==== Document section ====

FLORENCE, Italy — “In the last four years, we have seen strong growth in consumers looking for exclusivity and identity-based brands, moving away from the designer-level fragrances to more niche or artistic fragrances,” says Marco Ricchetti, fashion and lifestyle economist. "As a result, the big multinationals — Puig, L’Oréal, Estée Lauder — and some fashion brands, like Hermès and Armani, have started to target the niche market," he continues.
Ricchetti also curates the market research conference Osservatorio Fragranze, which will be a headliner event at Pitti Fragranze, the 17th fragrance tradeshow organised by Pitti Immagine that runs from September 13 to 15. The previous edition, in 2018, drew over 2,100 buyers from more than 50 countries to the Stazione Leopolda venue, where 170 fragrance maisons and brands will exhibit this month.
As the global fragrance market grows — it was valued at $41 billion in 2018 and expected to reach north of $52 billion by 2025, according to statistics firm Euromonitor — niche products and lines are seeing the greatest spike in interest as consumers move away from the more pervasive perfumery lines. Last year, the Osservatorio Fragranze estimated that independent brands accounted for 47 percent of the industry in 2017. According to their market research at Pitti Fragranze in 2018, 43 percent of exhibiting independent brands were expecting revenue growth above 5 percent.
There is however a greater drive for transparency around raw materials, product sourcing and sustainable practices in the independent and niche fragrance industry, though this trend is expected to transcend into mass product lines. The BoF and McKinsey & Co. State of Fashion Report 2019 states that 52 percent of Millennials always research brands before buying products.
“Another serious issue is how to keep in touch with Millennials on the issue of the price. This is why many brands have started to sell smaller bottlers — 30ml instead of 100ml — so they can be purchased more easily by younger consumers,” says Ricchetti.
Consumers don’t want to see their perfume in Duty Free — people are looking for rarity and exclusivity.
Despite the growing consumer interest in niche and independent brands, businesses face unique challenges idiosyncratic to fragrance, such as customers effectively gauging scents online.
“The form of retail has to change. Now, we have department stores for niche brands and independent multi-brand stores, and most of them are not that advanced. A few brands are experimenting with new atmospheres in the stores and creating the right noise to engage consumers, but we don’t yet have an evolutionary format, which is a big challenge.”

====

Work instructions
a. In the niche fragrance article, how many buyers did the 2018 edition of Pitti Fragranze draw?
b. Output the niche fragrance article's text from "FLORENCE, Italy —" down to "exhibit this month.".
Rely only on the niche fragrance article when responding.

==== Data ====

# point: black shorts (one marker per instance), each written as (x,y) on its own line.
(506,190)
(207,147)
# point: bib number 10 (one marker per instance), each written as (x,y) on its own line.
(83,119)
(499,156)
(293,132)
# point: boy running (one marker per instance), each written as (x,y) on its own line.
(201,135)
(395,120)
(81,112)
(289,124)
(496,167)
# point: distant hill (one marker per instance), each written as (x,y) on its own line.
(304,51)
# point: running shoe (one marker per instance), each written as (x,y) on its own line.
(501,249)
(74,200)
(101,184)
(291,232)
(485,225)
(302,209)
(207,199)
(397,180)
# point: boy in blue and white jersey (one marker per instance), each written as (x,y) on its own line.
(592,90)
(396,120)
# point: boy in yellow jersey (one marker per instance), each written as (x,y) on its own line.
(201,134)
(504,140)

====
==== Data ====

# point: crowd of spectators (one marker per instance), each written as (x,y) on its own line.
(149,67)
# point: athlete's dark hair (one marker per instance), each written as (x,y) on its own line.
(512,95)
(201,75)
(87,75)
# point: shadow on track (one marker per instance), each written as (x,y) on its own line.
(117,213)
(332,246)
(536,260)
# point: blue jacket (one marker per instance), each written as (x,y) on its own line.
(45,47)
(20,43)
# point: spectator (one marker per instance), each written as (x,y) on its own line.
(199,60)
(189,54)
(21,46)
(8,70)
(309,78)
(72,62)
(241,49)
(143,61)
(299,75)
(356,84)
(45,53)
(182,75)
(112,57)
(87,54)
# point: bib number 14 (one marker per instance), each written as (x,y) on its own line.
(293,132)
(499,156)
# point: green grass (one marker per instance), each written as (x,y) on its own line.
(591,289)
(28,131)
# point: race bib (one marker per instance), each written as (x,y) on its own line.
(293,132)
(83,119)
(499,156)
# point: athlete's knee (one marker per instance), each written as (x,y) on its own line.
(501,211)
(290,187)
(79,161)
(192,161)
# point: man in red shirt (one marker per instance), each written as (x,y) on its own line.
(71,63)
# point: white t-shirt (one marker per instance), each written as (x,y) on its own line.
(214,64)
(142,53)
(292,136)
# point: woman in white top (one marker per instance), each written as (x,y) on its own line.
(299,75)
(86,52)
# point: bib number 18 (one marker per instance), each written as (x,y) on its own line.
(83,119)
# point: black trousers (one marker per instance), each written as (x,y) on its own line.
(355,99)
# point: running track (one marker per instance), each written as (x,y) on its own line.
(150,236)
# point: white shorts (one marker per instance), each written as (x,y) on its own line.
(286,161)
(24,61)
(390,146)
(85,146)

====

Correct answers
a. It drew over 2,100 buyers from more than 50 countries.

b.
FLORENCE, Italy — “In the last four years, we have seen strong growth in consumers looking for exclusivity and identity-based brands, moving away from the designer-level fragrances to more niche or artistic fragrances,” says Marco Ricchetti, fashion and lifestyle economist. "As a result, the big multinationals — Puig, L’Oréal, Estée Lauder — and some fashion brands, like Hermès and Armani, have started to target the niche market," he continues.
Ricchetti also curates the market research conference Osservatorio Fragranze, which will be a headliner event at Pitti Fragranze, the 17th fragrance tradeshow organised by Pitti Immagine that runs from September 13 to 15. The previous edition, in 2018, drew over 2,100 buyers from more than 50 countries to the Stazione Leopolda venue, where 170 fragrance maisons and brands will exhibit this month.